▶ Your task
Copy the lines of the data below verbatim, from the line containing "Each instance of the snowy" through the line containing "[[361, 377]]", including both of those lines.

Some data
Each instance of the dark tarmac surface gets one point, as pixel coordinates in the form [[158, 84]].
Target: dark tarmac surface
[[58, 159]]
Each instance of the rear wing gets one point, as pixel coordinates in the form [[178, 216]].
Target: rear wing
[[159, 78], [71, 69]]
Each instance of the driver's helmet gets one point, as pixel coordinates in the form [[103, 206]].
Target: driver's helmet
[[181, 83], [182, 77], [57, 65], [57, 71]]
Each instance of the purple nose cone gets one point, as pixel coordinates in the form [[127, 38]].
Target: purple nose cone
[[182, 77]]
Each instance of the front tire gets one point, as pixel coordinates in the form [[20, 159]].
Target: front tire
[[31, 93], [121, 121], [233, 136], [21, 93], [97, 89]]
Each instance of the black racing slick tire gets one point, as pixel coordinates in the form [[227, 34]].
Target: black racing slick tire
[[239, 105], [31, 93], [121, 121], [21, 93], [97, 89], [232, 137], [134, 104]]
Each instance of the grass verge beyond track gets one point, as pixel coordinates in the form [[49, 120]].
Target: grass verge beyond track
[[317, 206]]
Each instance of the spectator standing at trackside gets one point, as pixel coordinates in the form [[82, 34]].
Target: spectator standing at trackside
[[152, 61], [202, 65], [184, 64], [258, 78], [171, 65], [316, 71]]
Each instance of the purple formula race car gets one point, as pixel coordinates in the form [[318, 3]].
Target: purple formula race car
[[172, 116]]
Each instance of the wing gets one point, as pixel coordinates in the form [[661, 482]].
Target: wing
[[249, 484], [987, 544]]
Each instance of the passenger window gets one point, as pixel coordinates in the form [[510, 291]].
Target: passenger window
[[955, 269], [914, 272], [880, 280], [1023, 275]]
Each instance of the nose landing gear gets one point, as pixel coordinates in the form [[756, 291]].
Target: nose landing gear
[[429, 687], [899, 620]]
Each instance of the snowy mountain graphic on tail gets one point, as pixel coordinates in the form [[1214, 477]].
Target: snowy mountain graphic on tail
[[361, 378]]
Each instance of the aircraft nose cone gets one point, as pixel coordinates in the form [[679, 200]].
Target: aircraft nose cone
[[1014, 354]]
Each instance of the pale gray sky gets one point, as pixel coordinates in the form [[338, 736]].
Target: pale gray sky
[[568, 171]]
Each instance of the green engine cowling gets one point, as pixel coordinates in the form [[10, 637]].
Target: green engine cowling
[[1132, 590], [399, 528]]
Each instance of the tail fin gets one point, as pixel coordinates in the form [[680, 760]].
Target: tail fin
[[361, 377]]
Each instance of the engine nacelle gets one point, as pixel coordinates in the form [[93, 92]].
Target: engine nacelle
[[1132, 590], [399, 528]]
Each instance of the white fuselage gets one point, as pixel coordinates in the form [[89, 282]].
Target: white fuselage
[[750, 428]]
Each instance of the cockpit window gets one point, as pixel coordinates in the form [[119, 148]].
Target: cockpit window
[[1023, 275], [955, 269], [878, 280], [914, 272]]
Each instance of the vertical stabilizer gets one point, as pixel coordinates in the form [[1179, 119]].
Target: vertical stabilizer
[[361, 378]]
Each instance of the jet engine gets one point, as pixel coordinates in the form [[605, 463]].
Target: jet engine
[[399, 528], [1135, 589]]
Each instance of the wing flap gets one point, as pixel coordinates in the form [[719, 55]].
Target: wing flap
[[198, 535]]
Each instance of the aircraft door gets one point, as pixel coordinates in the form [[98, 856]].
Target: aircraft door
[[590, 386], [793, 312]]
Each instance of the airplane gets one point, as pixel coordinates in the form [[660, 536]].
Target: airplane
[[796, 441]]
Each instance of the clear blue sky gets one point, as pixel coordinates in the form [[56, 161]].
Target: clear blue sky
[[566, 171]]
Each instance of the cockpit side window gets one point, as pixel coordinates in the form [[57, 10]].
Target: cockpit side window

▶ Written reply
Each instance of the snowy mountain graphic on tail gets one point, as pixel coordinates in the form [[1214, 477]].
Target: snowy mountain graphic on tail
[[361, 378]]
Each instance of the aircraft nose cone gets one point, as pixel coordinates in the form [[679, 200]].
Target: aircraft nose cone
[[1014, 354]]
Each instance of the pale gray sky gets one point, as pixel coordinates in the form [[338, 736]].
Target: pale gray sky
[[568, 171]]
Each instance of the green engine cowling gets one point, as pixel coordinates in the form [[10, 637]].
Target: green engine cowling
[[1132, 590], [399, 528]]
Each instance of the tail fin gets one point, as pixel coordinates in the form [[680, 760]].
Target: tail fin
[[361, 377]]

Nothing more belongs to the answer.